## Start PROVIDED ENTRIES

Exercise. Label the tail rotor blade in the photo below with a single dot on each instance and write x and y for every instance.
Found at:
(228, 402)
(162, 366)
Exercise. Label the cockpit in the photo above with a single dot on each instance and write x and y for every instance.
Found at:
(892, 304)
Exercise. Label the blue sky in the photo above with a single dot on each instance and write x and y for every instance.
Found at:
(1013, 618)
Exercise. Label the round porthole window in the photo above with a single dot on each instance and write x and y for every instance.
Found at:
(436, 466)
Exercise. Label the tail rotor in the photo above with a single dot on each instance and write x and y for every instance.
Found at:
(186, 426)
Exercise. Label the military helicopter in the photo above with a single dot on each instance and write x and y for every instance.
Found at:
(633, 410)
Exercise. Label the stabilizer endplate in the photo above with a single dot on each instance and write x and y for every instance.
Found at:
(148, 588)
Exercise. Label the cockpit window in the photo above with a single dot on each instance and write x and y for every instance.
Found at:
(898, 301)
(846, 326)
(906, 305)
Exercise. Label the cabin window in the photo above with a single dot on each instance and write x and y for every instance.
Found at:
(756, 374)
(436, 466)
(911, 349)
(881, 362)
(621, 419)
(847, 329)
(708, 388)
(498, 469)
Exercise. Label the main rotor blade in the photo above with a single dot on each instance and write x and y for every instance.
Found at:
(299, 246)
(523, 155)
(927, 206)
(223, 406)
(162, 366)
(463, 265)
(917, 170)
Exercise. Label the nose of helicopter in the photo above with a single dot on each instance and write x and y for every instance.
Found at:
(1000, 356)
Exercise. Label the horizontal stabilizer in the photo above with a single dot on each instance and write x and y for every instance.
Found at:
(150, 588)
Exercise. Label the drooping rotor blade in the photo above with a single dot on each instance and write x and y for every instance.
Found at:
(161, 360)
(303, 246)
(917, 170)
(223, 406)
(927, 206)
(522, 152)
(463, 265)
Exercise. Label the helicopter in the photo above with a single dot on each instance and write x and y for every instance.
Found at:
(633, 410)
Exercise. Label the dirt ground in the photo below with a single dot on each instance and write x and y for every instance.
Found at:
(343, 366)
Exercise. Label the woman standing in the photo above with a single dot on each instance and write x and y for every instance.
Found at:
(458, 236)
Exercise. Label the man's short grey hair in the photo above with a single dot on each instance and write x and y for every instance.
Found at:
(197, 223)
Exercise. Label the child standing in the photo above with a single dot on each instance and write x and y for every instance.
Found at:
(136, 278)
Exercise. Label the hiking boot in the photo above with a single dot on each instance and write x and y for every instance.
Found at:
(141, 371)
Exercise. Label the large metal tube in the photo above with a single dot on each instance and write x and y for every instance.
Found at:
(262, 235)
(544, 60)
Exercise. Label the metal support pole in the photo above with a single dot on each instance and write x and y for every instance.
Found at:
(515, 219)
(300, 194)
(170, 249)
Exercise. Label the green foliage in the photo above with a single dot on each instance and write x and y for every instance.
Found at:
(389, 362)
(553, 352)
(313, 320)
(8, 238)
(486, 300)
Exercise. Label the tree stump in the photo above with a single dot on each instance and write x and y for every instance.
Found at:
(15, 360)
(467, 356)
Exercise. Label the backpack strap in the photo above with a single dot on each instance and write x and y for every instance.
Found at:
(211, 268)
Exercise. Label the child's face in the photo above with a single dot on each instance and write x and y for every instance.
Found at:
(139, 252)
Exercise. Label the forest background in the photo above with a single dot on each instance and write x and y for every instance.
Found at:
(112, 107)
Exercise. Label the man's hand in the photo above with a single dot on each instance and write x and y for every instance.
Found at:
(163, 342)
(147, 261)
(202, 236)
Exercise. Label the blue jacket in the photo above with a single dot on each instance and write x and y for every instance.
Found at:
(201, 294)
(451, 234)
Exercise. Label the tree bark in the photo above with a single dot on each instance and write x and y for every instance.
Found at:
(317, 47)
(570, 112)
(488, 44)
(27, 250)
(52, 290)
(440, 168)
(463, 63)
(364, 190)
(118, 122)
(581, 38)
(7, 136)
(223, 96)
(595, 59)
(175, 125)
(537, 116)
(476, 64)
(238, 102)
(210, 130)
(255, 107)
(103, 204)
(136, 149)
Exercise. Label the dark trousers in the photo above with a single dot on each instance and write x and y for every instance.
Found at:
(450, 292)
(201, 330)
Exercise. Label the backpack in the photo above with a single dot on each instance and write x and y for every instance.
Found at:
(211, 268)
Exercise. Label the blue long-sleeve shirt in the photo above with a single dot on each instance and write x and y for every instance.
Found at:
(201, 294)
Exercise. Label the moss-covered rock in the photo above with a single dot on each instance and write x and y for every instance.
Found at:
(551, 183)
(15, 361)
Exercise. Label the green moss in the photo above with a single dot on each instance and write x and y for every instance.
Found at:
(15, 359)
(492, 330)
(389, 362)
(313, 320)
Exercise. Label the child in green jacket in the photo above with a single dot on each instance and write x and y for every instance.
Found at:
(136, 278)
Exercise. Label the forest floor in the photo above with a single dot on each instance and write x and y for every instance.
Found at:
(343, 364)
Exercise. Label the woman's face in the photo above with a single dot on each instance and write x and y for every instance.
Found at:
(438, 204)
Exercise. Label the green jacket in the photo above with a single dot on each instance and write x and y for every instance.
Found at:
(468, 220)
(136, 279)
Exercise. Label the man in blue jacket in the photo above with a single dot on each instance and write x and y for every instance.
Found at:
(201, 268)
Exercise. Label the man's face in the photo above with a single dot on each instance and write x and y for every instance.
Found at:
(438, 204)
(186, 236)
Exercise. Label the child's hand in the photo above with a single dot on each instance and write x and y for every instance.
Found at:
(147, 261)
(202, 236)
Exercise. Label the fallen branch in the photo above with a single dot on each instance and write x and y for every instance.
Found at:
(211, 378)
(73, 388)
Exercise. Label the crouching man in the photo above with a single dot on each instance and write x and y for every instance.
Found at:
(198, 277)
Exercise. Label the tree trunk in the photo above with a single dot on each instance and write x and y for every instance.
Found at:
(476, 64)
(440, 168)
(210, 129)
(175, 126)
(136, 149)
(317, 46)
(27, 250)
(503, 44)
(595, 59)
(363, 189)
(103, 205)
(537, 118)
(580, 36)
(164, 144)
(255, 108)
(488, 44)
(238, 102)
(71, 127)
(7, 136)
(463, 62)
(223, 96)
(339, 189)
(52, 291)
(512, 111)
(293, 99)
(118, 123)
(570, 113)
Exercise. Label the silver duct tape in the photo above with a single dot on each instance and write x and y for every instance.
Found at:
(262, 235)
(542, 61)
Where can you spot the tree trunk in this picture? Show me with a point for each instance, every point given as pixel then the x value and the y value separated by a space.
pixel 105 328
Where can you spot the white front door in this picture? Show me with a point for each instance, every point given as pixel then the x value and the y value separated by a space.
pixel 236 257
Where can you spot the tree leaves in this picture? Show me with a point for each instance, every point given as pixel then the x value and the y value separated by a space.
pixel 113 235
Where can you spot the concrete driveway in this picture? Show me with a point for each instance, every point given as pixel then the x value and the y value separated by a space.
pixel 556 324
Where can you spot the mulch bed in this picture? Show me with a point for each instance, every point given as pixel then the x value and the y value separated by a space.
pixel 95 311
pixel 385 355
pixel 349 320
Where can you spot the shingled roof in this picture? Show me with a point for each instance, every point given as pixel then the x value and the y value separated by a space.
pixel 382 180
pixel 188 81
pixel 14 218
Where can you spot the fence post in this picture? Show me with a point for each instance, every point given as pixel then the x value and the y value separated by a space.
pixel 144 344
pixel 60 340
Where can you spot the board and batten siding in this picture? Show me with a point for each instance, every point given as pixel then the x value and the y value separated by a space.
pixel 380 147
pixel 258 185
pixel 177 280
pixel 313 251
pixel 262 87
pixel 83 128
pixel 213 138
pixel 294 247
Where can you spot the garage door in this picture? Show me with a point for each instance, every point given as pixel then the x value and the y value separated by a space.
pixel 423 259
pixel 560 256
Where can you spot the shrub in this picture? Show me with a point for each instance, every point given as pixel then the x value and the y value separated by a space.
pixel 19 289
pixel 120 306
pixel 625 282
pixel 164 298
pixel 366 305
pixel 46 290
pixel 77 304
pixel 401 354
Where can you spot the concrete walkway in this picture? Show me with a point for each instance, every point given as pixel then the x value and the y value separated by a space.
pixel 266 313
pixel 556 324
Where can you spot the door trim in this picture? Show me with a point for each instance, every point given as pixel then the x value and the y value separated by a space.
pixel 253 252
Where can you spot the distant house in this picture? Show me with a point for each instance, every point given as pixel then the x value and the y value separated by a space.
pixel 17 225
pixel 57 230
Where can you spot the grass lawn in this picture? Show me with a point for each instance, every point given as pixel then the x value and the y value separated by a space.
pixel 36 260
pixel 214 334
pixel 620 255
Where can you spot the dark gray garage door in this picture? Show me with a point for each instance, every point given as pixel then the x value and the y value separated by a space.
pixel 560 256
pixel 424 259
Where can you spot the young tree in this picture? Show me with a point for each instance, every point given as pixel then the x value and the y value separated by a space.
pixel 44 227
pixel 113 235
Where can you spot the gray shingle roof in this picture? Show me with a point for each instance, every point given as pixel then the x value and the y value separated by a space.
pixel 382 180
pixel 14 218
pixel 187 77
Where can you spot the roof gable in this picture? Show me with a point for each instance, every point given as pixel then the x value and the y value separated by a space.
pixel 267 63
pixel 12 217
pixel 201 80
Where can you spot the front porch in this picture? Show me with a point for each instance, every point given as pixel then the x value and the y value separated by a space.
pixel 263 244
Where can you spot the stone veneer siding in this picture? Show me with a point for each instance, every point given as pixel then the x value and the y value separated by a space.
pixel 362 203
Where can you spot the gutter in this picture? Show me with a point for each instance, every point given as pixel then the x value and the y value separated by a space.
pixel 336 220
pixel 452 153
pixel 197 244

## End PROVIDED ENTRIES

SHORT EXERCISE: Please give the rows again from the line with "Where can you spot the white" up to and including the line with "pixel 349 320", swapping "mulch bed" for "flower bed" and leaving everything else unchanged.

PROBLEM SOLUTION:
Where can you spot the white front door in this picture? Show me with a point for each instance, every point given as pixel then the x value and the y value separated by a space.
pixel 236 257
Where can you spot the tree leaves in this picture? Show me with a point for each instance, every point given as pixel then the x value and the y value separated by a space.
pixel 113 235
Where can you spot the concrete driveway in this picture? Show me with a point for each instance, every point given as pixel then the x value and the y value separated by a space.
pixel 556 324
Where can you spot the flower bed in this picture? Show me with a point for each instance, every point given as pixel then the x value and the y value separated by a space.
pixel 95 311
pixel 385 355
pixel 349 320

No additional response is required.